Source text:
>>>
Dylan is an expert in audio and video reproduction with a emphasis on home theater projection.
By Dylan Seeger
It's been fascinating to see how advanced smart TVs have become, even in the last few years. LG, in particular, has recently pushed the envelope with their OLED TV lineup. For example, LG was first to include gaming-friendly features such as full-bandwidth HDMI 2.1 ports and G-Sync support on some of their OLED models, beginning a few years ago.
The $2,499 65-inch 4K C2 OLED that LG sent me for this review ups the gaming ante in several ways, with new panel technology thrown in for good measure, which helps elevate image quality not only with games, but also with movies and TV shows. It is part of the C2 series that offers 4K OLEDs in six sizes ranging from 42" up to 83".
The C2-series is powered by LG's brand-new EVO OLED technology, which, as the name implies, provides an evolutionary leap in overall image brightness and dynamic range over previous generation OLED TVs.
According to LG, the increased performance is due to a new deuterium-based blue OLED substructure that makes the panel far more resistant to burn-in, allowing them to drive pixels harder than ever before, for increased light output.
Many premium LCD TVs, while not providing anywhere near the same black level as OLED, can be much brighter. That has made them the go-to choice for TV buyers who have rooms with lots of windows, where sunlight that comes through competes with the TV's image.
The benefits of having this extra brightness are not just about overpowered sunlight coming through windows—most HDR videos are graded with a dynamic range far exceeding what most consumer-level displays can render.
While still far from a flagship-class mini LED QLED in brightness, LG’s EVO OLED panel technology is visible and measurably gets you closer to reference-level HDR performance than ever before. This means less aggressive tonemapping needs to occur in order for the TV in order to show a subjectively pleasing image that appears natural and true to the source.
Another area where the C2 excels is in gaming-related features. LG not only includes support for ultra-smooth, tear-free motion at up to 120 frames per second—via Nvidia G-Sync, VRR, and AMD Freesync Premium over the TV's full-bandwidth HDMI 2.1 ports—but the C2 also includes support for GeForce Now and Google Stadia game streaming. This effectively transforms the TV into a gaming system without the need for an external device. To put it mildly, the C2 is LG's best gaming TV to date, offering nearly every feature a gamer could desire.
LG was also kind enough to send along their S95QR wireless Dolby Atmos soundbar and surround speaker system that expertly pairs with the C2. The S95QR is the world's first center up-firing speaker, with five total up-firing drivers (three on the soundbar and two on the rear speakers) which LG says helps to deliver improved height perspective and dialog clarity.
The system offers up an impressive 9.1.5 channels of surround and object-based audio from just four individual speakers. Some of the speakers have additional drivers to help direct sound in your room for a more immersive listening experience, greatly improving sound quality over the TV's built-in speakers.
<<<
Problems to solve:
a - List every technology that the TV review names for tear-free motion at up to 120 frames per second.
b - According to the TV review, how many sizes does the C2 series come in, and what is their range?
c - Carry on the TV review from its last sentence.

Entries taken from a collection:
>>>
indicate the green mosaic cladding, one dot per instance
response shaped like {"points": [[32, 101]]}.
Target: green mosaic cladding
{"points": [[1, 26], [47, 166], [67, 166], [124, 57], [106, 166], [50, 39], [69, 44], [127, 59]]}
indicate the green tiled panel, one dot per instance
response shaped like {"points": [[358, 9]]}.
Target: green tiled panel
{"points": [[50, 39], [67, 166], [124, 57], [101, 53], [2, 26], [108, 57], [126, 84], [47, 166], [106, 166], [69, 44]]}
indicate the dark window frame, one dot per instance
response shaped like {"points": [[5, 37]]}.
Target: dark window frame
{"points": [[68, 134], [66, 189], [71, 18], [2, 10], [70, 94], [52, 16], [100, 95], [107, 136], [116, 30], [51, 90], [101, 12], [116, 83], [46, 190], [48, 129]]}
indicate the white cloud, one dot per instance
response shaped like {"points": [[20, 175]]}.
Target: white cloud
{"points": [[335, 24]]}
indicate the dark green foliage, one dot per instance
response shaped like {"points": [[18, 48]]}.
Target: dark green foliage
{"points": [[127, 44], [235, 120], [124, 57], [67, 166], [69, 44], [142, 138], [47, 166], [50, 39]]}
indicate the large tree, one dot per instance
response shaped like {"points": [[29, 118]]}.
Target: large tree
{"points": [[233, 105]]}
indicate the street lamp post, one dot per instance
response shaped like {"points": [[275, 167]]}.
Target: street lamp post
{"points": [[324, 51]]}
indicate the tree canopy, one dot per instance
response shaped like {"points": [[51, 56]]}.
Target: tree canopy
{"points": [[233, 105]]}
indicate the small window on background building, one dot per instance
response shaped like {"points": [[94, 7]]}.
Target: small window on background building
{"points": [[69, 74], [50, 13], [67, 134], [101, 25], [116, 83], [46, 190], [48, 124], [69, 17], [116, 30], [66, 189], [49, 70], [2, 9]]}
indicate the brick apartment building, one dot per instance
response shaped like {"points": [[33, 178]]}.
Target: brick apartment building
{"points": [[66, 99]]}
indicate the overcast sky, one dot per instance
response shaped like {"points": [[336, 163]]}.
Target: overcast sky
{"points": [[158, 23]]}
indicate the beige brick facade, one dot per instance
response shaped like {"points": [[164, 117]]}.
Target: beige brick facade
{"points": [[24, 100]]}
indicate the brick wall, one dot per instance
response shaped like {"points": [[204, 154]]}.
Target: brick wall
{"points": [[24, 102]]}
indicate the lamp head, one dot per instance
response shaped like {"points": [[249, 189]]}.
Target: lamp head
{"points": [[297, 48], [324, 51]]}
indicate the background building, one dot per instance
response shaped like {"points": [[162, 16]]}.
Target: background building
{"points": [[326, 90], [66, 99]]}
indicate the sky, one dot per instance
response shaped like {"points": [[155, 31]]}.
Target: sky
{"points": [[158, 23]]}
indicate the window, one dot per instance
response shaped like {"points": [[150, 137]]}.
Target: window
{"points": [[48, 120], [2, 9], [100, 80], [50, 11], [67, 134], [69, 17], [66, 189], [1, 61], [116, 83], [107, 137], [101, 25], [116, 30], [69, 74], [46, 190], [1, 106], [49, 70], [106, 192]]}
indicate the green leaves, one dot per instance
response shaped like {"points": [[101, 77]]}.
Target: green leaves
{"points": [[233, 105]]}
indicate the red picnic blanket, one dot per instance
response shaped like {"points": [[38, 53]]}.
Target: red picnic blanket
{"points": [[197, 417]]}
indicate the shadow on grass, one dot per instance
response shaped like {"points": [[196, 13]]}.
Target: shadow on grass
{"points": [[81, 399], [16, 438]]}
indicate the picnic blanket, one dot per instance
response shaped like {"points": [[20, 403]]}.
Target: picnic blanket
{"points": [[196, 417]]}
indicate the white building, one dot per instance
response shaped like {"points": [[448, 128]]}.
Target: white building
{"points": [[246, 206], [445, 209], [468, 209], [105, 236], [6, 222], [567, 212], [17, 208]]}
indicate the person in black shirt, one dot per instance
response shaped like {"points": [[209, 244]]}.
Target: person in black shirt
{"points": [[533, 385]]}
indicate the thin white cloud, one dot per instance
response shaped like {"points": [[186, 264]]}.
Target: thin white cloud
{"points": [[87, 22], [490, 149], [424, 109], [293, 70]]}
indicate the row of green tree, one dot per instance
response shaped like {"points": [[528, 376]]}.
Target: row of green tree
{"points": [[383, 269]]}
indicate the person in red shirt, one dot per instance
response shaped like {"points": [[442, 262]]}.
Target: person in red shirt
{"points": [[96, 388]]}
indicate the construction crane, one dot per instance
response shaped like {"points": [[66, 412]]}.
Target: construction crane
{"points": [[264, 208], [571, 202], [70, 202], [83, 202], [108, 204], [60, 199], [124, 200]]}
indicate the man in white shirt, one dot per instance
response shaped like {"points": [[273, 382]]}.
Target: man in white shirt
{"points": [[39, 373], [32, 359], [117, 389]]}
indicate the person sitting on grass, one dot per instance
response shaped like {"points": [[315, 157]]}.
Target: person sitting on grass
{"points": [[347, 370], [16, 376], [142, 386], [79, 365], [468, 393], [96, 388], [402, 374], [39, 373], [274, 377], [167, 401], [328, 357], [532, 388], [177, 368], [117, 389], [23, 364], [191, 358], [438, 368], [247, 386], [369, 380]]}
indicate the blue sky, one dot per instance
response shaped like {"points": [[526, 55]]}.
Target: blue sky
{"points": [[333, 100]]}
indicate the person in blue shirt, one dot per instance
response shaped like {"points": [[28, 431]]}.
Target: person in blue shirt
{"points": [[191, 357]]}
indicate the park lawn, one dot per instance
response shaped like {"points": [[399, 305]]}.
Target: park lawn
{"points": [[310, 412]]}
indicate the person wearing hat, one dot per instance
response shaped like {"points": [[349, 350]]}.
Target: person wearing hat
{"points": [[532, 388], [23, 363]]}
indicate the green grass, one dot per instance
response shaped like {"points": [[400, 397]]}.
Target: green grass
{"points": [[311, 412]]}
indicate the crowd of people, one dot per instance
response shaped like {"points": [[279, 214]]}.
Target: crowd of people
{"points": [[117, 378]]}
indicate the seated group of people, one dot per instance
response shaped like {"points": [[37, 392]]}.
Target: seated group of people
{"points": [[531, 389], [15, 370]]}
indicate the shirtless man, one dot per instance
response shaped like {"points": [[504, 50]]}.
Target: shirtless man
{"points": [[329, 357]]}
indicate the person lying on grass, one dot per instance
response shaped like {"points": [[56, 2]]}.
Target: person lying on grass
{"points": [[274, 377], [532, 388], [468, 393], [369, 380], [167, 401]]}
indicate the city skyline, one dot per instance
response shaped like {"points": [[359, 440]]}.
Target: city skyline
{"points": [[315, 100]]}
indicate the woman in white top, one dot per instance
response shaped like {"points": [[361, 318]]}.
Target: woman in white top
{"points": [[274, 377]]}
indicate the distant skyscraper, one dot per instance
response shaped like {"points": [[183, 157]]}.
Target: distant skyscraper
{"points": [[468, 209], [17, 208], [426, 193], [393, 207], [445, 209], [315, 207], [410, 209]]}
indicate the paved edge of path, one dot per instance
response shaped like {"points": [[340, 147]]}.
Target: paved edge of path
<<<
Answers for this exercise:
a - Nvidia G-Sync, VRR, AMD Freesync Premium

b - Six sizes, from 42" up to 83".

c -
Installing the 65-inch C2 went smoother than expected. My review unit was replacing a 55-inch B8 OLED mounted on the wall in my living room, so I was expecting it to be much heavier by comparison.
Despite its larger size, I was surprised to find that the C2 was actually several pounds lighter, making the mounting process a little easier. If yo plan to use it on a stand, it comes with a sturdy pedestal base. And thanks to its near bezel-less design, I couldn't have been happier with the way the C2 looked mounted on my wall.
All of the ports are on the TV's side, making them easier to access when the TV is wall-mounted. The C2 has four full-bandwidth HDMI 2.1 ports, one of which supports e-ARC, three USB ports for power and device connection, an RJ-45 ethernet port for network connectivity, an optical SPDIF audio output, an RS-232 and IR-blaster port for system control, and a coaxial input for cable or OTA broadcasts.
When you first turn on the TV, you're greeted by LG's tried-and-true webOS smart-TV operating system. It has its own app store where users can find and download apps for popular streaming services such as Netflix, Hulu, Disney+, HBO Max, and others. Gamers can also install Google Stadia and GeForce Now game streaming services, which are new to the LG OLEDs of this generation.
Compared to the LG B8 OLED I've been using since 2018, the C2's user interface and the menu system have seen an overhaul which feels more fluid and intuitive to use and features a more simplistic design language while still managing to retain useful image settings advanced users can use to customize the experience.
There is still a full-color management system built into the TV, as well as support for Calman and madVR 3DLUT professional calibration functionality for those who require it. Plus there are a plethora of other custom settings useful for cleaning up lower-quality video sources, but if you're streaming the majority of your content, I'd recommend disabling or lowering these settings because most of today's video sources don't require much assistance to look good.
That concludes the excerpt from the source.